Extracted entries:

********

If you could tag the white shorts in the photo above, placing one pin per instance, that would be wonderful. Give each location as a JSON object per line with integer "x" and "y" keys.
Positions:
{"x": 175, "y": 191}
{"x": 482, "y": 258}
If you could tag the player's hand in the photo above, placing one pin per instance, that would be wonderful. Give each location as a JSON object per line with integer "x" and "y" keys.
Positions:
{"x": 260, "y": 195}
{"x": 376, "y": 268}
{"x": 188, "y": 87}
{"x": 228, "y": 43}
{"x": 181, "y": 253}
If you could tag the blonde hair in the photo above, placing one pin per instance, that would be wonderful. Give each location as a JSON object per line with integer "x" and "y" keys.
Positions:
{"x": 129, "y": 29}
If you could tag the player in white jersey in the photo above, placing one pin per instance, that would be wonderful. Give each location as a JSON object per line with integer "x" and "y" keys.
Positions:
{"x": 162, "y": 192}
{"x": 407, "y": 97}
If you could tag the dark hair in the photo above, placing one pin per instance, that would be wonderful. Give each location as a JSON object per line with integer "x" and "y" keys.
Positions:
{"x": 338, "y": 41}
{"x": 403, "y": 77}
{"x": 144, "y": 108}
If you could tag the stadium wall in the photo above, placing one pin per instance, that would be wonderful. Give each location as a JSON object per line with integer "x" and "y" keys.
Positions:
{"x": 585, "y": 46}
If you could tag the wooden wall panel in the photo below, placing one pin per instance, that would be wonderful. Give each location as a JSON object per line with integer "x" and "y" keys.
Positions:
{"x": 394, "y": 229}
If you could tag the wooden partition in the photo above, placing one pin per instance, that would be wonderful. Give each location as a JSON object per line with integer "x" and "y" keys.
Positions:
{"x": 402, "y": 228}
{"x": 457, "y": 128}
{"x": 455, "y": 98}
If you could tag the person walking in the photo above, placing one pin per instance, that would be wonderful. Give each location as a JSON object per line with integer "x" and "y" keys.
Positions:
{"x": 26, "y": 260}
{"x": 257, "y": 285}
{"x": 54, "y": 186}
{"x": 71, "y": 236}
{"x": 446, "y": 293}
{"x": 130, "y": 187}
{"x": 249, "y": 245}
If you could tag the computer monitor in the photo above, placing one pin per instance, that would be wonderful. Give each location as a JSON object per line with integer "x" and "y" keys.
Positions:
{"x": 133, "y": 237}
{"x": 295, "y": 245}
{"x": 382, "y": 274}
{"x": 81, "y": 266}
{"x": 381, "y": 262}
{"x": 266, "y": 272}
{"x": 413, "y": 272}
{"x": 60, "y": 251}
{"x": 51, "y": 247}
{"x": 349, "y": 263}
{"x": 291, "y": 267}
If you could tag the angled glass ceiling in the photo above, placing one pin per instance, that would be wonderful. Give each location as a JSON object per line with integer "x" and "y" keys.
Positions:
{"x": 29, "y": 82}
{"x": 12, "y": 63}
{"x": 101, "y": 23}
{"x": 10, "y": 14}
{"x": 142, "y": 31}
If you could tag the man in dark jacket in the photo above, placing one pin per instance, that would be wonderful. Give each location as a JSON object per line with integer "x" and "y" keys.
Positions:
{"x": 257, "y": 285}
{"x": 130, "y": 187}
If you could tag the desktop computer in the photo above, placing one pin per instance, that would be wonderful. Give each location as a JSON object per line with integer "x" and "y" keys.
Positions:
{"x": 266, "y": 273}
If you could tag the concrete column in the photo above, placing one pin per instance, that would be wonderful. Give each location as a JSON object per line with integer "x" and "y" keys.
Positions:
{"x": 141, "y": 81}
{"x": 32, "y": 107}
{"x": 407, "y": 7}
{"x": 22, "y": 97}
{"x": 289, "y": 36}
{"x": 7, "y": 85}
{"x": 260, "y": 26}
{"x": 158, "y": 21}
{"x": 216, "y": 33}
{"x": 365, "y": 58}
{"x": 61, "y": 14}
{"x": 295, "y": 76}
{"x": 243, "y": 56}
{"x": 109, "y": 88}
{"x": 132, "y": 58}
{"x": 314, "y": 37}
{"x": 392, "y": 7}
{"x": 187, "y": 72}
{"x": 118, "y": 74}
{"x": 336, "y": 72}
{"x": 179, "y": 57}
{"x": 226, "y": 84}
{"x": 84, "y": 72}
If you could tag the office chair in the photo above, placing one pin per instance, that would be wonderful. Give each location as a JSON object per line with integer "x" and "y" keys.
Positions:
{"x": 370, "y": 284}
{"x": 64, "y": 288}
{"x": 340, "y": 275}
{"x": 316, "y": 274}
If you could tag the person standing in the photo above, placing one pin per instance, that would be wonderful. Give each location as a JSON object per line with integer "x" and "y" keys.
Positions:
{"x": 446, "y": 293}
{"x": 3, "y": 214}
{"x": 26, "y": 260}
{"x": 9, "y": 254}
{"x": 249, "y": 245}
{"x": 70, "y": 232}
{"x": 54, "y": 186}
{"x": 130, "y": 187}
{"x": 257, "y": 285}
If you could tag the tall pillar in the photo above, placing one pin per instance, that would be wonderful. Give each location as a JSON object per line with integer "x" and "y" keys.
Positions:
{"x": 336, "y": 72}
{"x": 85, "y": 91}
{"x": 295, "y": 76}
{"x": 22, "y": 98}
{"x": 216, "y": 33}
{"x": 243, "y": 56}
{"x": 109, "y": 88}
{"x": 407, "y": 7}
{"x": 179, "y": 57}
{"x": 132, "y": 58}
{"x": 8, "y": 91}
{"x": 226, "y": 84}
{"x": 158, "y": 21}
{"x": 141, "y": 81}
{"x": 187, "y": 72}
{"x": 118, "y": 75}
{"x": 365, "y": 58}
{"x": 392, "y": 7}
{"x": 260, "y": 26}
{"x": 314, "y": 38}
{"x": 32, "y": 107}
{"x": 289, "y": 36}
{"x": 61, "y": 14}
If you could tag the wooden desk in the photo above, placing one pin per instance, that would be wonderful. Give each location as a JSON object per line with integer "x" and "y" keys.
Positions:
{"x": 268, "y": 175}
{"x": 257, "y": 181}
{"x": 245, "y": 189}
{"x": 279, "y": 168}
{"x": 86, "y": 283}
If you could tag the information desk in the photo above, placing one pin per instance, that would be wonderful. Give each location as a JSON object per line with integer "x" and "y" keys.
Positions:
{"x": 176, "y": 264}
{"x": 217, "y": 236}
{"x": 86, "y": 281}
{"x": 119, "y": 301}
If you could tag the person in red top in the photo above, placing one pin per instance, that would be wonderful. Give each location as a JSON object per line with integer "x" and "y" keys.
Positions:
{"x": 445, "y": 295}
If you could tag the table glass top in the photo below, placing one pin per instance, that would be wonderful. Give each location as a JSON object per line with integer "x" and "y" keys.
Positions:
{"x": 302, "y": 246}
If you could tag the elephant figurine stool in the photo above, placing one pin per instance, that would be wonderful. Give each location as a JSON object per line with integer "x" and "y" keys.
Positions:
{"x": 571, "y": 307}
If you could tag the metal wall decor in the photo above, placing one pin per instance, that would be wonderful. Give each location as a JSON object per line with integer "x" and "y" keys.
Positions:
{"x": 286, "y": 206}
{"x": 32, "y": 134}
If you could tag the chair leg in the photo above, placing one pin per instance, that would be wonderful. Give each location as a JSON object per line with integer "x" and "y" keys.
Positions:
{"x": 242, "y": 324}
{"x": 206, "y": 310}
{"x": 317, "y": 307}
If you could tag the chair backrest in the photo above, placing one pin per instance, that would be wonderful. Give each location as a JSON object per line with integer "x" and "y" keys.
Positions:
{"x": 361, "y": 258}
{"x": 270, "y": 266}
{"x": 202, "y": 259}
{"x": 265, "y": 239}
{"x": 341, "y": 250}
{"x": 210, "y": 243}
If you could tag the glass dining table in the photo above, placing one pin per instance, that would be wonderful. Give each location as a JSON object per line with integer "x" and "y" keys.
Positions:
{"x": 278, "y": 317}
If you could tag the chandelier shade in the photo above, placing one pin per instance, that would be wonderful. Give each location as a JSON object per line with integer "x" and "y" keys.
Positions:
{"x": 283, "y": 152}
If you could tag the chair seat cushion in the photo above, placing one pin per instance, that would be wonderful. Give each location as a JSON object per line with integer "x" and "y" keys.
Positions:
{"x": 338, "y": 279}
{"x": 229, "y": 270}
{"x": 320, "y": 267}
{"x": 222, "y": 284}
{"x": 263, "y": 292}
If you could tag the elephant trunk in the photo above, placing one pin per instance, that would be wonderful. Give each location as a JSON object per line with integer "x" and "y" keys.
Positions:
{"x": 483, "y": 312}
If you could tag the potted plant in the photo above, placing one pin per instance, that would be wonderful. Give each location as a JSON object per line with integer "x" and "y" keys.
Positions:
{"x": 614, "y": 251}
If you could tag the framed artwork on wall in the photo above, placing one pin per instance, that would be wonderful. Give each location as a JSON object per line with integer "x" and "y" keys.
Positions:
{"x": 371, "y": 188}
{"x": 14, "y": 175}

********

Task objective: Write the lines out exactly, from the one with "If you could tag the elephant trunk" down to the last line of the listing, and leave out all others.

Written reply:
If you could tag the elephant trunk in the photo above, placing one pin per instance, that would be wonderful. Give each location as a JSON object per line with integer "x" and "y" keys.
Positions:
{"x": 483, "y": 312}
If you could tag the potted plant in the photo above, placing one pin per instance, that would be wonderful. Give each location as a JSON object per line with integer "x" and "y" keys.
Positions:
{"x": 614, "y": 251}
If you could tag the framed artwork on wall in the photo above, placing one pin per instance, that would be wonderful. Give each location as a JSON object per line with integer "x" and "y" keys.
Positions:
{"x": 371, "y": 188}
{"x": 14, "y": 175}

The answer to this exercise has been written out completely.